#### Entries shown ####

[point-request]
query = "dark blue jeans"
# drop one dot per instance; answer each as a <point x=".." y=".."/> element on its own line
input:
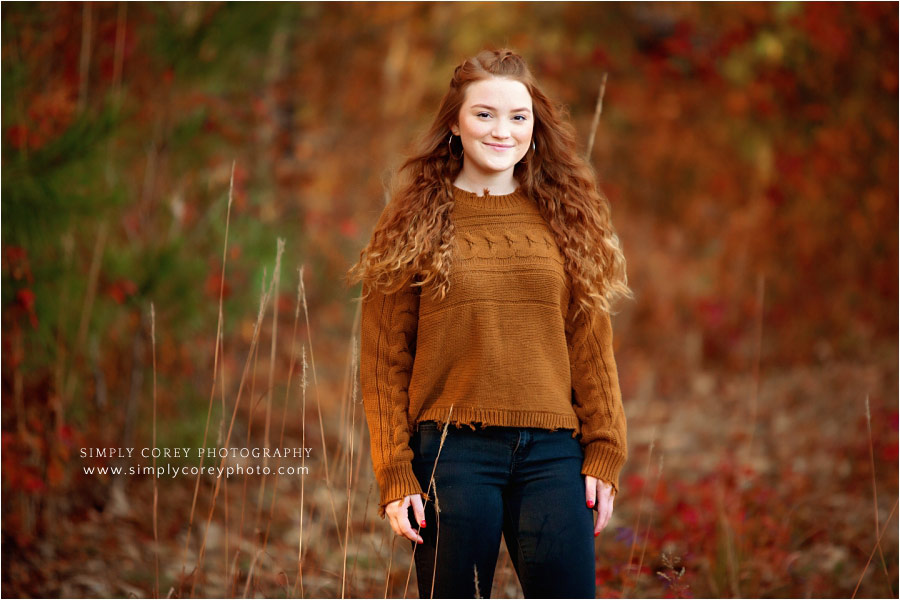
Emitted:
<point x="523" y="482"/>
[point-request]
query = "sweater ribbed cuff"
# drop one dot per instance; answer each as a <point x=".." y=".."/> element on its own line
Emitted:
<point x="395" y="482"/>
<point x="603" y="462"/>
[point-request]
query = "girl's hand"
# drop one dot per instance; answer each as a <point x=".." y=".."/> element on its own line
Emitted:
<point x="398" y="513"/>
<point x="599" y="493"/>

####

__Your objective__:
Copy all of the material above line for line, leaving out the pictures.

__Reply to the task__:
[point-request]
query = "dark blue jeans"
# drop one dot per instance; answer each as a <point x=".." y=".."/> element on its own line
input:
Emitted:
<point x="523" y="482"/>
[point-request]
query = "sweater ribbed cuff"
# drop one dot per instance; answer each as a <point x=".." y=".."/> element on its own line
Emitted:
<point x="395" y="482"/>
<point x="603" y="462"/>
[point-request]
query = "girl's hand"
# drop one dot per instance; answer each as a <point x=".." y=".."/> element on its own line
Emitted:
<point x="398" y="513"/>
<point x="599" y="493"/>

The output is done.